### Work order
Using the listing below, show all lines that hold the word "nose".
=== Begin Enclosure ===
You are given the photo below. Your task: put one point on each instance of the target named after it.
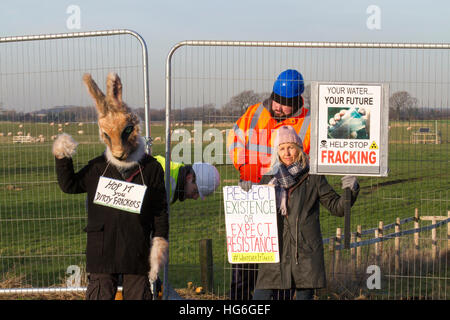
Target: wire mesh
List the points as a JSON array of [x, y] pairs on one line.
[[42, 244], [212, 83]]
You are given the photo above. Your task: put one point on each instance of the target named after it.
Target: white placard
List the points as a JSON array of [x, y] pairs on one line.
[[251, 224], [120, 195]]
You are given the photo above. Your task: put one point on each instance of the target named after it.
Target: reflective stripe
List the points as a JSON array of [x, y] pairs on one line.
[[254, 122], [259, 148], [234, 145], [238, 132], [305, 125]]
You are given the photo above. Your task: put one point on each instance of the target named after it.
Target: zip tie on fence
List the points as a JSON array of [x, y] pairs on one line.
[[393, 235]]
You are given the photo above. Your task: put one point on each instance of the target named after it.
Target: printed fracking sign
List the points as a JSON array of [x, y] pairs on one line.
[[349, 129], [251, 224]]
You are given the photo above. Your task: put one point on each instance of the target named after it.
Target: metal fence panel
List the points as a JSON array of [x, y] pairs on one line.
[[42, 244], [211, 83]]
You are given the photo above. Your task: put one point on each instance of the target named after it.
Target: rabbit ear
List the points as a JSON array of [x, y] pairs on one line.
[[114, 89], [96, 93]]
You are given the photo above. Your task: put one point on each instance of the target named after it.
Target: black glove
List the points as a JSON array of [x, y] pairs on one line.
[[245, 185], [350, 182]]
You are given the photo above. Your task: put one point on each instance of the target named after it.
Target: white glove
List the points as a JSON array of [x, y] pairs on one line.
[[245, 185], [158, 256], [64, 146], [350, 182]]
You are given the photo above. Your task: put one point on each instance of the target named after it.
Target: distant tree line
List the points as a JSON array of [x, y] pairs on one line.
[[402, 106]]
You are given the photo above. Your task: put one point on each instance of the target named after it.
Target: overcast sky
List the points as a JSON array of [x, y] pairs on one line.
[[162, 24]]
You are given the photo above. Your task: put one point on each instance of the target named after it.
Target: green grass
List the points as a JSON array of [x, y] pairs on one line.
[[41, 227]]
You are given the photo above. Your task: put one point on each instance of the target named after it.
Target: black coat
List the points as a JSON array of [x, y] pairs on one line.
[[118, 241], [300, 239]]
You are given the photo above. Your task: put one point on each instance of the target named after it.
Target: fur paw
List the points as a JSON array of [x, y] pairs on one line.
[[64, 146], [158, 256]]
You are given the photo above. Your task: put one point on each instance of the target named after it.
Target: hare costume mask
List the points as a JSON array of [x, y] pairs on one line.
[[118, 125], [125, 149]]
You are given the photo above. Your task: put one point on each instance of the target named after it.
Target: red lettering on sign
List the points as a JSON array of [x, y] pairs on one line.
[[348, 157]]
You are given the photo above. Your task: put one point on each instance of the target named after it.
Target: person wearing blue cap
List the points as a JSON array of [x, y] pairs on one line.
[[249, 145]]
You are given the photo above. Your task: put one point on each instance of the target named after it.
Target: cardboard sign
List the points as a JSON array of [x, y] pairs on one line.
[[350, 125], [251, 224], [120, 195]]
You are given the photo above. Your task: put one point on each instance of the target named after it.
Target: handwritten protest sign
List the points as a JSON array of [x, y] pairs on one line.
[[120, 195], [251, 224]]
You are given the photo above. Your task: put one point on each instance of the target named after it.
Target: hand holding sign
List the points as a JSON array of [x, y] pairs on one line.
[[251, 224]]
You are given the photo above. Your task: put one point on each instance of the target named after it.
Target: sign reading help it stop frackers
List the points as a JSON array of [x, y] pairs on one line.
[[251, 224], [349, 129]]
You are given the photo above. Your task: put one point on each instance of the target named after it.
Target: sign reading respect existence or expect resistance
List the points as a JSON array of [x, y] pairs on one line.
[[251, 224], [349, 129]]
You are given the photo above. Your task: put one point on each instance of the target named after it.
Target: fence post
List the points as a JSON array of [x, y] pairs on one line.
[[352, 252], [433, 241], [380, 227], [206, 264], [397, 245], [358, 249], [338, 243], [448, 232], [416, 234], [331, 248]]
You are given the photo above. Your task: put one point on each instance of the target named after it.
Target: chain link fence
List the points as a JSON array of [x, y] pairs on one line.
[[42, 245], [210, 84]]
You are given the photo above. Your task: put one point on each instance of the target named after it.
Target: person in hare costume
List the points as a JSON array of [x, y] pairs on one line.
[[132, 246]]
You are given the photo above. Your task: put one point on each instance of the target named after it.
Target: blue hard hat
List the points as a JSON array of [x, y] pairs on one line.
[[289, 84]]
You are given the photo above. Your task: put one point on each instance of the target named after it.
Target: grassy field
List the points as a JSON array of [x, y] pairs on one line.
[[41, 227]]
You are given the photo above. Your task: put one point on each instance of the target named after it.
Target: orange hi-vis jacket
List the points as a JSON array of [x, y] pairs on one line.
[[249, 143]]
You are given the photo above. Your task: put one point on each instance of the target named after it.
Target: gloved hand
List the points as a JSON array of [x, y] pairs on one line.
[[245, 185], [350, 182], [250, 172]]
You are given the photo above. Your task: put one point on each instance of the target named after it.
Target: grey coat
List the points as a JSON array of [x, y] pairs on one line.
[[300, 239]]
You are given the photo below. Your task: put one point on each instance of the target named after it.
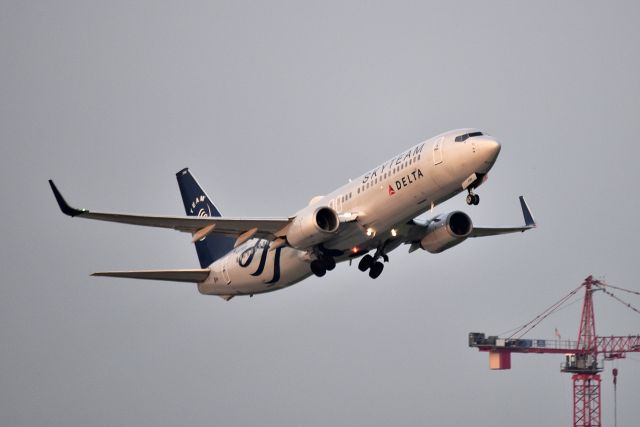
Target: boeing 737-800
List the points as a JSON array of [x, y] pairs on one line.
[[364, 219]]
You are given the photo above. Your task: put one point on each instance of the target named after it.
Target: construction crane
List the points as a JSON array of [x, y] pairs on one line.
[[583, 358]]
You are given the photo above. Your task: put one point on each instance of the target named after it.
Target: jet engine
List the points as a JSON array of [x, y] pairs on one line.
[[445, 231], [313, 226]]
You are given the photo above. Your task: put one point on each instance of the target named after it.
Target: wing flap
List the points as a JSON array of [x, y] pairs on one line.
[[196, 275]]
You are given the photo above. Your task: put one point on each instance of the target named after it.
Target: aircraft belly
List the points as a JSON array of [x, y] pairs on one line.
[[253, 268]]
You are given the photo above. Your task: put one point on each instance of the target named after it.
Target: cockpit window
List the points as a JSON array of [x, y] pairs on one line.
[[462, 138]]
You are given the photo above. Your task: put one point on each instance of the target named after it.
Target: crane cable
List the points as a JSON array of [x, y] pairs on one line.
[[621, 289], [540, 317], [618, 299]]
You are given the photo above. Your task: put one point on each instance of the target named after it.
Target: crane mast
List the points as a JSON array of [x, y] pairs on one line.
[[581, 356]]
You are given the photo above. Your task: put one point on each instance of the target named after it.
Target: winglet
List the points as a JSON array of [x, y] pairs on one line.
[[64, 206], [528, 218]]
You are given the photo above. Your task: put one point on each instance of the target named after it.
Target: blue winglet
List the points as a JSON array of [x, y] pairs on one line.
[[528, 218], [64, 206]]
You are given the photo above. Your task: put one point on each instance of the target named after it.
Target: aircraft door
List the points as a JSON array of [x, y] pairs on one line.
[[225, 273], [437, 151]]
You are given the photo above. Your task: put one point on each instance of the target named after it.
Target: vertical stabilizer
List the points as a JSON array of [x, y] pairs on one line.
[[197, 203]]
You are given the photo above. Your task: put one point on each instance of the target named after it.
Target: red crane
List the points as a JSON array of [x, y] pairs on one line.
[[581, 356]]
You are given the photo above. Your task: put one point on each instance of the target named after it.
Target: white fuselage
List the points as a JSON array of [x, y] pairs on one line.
[[382, 199]]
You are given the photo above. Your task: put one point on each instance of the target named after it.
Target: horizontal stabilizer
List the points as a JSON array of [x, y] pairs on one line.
[[195, 275], [204, 225], [529, 223]]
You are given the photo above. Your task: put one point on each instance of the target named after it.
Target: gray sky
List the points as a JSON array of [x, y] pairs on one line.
[[271, 104]]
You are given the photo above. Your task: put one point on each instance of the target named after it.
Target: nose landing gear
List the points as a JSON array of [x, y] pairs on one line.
[[472, 199], [324, 263], [372, 264]]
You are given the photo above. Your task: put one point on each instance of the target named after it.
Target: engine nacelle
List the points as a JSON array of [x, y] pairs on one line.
[[313, 226], [445, 231]]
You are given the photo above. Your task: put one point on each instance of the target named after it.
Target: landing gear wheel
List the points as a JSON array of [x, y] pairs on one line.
[[376, 269], [318, 268], [329, 263], [365, 262]]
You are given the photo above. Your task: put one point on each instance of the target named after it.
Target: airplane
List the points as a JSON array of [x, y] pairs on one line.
[[363, 220]]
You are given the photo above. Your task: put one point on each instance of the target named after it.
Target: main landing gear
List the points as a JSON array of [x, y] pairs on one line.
[[372, 264], [324, 263], [472, 199]]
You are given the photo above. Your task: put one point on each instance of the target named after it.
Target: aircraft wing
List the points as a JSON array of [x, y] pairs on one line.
[[199, 226], [529, 223], [186, 275]]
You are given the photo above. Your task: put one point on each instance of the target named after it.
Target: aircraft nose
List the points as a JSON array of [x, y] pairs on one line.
[[488, 148]]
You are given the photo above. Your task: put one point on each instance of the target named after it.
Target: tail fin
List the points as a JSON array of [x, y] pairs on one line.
[[197, 203]]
=== End Enclosure ===
### Solved problem
Target: nose landing gear
Target: aircraft nose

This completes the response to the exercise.